> STATED PROBLEM
Rescale the part of the records that opens with the line containing "Target — white fence" and runs through the end of the records, including that line. Reproduce every line in it, requests included, but multiply each x and y coordinate in the answers by 1.6 and round to whole numbers, with halves rounding up.

> SUPPLIED DATA
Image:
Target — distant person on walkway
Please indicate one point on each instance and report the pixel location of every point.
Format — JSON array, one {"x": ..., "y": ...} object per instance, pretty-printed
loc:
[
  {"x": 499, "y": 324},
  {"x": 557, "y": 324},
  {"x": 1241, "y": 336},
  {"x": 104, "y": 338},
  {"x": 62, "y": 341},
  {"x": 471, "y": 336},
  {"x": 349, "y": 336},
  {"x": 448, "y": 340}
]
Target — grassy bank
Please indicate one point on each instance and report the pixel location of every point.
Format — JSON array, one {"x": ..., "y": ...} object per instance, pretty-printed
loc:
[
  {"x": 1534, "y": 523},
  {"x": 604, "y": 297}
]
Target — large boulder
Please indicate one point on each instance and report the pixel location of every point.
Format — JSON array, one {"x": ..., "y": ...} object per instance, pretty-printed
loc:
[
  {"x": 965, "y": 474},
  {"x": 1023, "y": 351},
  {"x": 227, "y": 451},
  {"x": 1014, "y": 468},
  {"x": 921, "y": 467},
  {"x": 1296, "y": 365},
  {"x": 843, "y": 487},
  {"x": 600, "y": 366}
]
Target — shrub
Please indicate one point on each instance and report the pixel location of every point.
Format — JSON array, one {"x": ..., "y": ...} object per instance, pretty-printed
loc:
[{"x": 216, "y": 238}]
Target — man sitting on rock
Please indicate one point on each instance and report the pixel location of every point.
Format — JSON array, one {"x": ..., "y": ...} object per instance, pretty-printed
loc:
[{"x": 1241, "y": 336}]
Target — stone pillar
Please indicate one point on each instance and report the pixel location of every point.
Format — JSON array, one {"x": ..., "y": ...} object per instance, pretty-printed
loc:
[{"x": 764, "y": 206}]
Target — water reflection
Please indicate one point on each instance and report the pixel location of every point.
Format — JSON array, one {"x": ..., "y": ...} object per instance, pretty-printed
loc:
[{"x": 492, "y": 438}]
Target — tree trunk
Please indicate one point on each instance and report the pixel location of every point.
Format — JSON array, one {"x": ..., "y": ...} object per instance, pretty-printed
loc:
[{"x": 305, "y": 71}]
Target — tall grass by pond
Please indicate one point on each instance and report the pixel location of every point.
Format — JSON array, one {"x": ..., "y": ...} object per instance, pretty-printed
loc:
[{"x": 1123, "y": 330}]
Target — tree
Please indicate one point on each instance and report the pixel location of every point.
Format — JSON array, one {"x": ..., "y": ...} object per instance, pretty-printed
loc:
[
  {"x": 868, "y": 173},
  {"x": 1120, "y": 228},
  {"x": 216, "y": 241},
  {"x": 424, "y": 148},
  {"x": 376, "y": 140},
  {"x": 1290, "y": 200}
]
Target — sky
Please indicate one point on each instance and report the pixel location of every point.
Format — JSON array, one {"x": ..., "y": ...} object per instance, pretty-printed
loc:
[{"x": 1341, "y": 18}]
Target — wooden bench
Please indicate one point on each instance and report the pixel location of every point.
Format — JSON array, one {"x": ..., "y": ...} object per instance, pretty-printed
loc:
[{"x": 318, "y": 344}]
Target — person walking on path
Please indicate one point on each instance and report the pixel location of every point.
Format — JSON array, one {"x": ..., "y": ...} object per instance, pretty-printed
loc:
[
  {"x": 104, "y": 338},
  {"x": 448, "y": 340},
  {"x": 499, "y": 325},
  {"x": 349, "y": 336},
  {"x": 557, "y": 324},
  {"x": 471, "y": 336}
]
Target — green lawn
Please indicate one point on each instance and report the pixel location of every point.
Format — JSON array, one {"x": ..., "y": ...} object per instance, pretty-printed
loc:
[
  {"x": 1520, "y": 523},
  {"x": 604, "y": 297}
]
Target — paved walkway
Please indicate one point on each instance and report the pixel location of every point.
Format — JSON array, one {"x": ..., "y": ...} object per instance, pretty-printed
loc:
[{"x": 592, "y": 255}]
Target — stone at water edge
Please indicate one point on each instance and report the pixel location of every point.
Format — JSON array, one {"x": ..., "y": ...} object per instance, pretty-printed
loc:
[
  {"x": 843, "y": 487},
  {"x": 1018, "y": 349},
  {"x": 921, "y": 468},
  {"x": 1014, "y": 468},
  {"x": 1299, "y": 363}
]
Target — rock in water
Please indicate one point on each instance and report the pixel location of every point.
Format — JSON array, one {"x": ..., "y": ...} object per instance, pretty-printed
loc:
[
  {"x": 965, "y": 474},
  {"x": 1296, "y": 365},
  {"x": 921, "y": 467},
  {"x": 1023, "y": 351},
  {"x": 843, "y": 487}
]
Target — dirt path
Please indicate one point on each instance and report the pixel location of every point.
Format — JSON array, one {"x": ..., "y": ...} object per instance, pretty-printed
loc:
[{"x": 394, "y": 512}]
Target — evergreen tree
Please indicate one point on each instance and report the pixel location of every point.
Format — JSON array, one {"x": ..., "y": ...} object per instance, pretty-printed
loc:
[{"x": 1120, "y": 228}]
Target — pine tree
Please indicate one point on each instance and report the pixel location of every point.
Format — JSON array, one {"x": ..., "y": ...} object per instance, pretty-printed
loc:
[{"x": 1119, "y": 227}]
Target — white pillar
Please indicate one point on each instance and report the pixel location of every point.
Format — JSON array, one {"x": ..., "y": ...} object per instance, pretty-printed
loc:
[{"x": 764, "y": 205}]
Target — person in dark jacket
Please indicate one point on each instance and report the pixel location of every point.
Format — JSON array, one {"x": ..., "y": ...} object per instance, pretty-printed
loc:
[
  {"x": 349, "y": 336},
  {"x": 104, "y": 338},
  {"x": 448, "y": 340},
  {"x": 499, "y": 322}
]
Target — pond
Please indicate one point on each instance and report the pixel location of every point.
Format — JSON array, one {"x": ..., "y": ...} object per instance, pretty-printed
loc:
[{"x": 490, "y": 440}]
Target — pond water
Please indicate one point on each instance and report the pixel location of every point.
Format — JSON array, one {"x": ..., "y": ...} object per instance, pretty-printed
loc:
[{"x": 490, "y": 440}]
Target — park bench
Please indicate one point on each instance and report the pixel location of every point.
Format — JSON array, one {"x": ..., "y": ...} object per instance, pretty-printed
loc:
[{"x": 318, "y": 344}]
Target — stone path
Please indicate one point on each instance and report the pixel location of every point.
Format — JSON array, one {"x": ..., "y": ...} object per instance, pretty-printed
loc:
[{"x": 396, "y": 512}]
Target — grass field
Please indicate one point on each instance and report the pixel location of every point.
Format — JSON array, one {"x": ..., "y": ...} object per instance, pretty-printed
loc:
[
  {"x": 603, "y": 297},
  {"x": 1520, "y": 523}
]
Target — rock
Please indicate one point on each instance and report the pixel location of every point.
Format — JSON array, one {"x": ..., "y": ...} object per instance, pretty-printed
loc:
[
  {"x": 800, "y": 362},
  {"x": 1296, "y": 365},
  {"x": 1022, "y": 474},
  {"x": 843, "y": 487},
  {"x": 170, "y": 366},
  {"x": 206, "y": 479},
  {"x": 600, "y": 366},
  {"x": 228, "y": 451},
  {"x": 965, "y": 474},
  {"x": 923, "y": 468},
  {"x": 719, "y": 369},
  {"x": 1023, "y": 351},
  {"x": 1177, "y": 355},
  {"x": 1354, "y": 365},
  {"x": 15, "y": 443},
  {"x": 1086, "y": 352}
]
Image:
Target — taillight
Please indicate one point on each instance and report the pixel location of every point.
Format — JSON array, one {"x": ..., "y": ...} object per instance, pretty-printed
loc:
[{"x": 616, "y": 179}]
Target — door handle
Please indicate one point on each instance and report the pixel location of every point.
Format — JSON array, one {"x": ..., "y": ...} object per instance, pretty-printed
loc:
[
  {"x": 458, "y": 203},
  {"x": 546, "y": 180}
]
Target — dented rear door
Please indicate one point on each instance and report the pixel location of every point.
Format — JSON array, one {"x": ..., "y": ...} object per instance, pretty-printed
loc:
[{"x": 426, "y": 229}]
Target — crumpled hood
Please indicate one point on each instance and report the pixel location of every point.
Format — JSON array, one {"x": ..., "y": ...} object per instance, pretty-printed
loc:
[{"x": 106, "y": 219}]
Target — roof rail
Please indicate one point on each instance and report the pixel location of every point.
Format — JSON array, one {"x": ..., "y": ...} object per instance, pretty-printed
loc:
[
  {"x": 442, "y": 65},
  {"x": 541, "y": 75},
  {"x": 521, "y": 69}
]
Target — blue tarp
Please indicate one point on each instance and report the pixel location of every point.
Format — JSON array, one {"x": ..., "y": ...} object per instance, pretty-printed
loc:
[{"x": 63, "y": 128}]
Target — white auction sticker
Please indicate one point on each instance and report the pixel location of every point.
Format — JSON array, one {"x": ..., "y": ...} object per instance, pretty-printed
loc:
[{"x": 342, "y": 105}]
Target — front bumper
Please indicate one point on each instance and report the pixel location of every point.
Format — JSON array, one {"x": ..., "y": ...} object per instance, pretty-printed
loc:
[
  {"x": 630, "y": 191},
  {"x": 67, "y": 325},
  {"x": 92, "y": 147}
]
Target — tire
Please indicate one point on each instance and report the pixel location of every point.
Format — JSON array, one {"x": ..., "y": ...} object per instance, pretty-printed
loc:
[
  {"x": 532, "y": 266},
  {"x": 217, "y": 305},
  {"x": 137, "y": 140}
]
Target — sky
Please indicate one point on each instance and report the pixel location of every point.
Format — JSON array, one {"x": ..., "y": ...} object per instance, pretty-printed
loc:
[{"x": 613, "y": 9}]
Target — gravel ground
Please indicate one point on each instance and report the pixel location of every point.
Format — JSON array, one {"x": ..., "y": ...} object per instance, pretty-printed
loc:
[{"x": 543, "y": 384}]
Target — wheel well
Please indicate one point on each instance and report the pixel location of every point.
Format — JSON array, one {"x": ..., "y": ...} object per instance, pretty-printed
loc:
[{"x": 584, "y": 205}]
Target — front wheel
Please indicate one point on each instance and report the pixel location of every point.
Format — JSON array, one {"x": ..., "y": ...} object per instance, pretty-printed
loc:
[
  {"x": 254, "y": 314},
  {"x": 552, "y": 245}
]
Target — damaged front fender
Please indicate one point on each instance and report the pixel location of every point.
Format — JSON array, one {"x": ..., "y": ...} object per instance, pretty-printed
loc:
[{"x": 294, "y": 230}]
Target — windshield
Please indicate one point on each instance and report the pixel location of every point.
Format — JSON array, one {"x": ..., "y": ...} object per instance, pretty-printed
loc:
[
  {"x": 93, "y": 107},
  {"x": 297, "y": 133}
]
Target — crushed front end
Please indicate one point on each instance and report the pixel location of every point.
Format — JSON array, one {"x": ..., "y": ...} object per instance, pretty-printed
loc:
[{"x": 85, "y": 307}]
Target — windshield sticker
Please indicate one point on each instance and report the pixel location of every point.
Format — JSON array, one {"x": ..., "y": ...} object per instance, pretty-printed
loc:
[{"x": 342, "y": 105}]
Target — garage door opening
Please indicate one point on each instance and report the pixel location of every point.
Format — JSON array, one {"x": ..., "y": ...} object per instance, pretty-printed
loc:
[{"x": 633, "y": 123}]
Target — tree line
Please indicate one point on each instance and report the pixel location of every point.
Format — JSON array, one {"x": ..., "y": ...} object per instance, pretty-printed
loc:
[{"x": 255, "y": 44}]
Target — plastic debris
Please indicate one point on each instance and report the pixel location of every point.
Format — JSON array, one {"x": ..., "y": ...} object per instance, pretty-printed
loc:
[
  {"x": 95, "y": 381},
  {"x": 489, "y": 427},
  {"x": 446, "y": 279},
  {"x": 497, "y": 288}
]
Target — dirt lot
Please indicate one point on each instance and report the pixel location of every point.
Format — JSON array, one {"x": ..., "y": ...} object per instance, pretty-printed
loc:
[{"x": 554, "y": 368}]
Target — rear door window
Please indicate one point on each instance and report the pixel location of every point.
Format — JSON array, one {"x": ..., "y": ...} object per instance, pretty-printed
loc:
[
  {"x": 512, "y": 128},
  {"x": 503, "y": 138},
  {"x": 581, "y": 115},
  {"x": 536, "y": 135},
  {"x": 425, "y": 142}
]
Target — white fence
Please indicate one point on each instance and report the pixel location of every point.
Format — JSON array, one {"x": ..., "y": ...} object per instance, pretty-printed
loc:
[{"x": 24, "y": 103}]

> OUTPUT FOR THIS TASK
Target — white fence
Please indicate one point on each instance and report the pixel location of every point.
Format — JSON array, one {"x": ..., "y": ...} object per instance, pretty-printed
loc:
[{"x": 38, "y": 165}]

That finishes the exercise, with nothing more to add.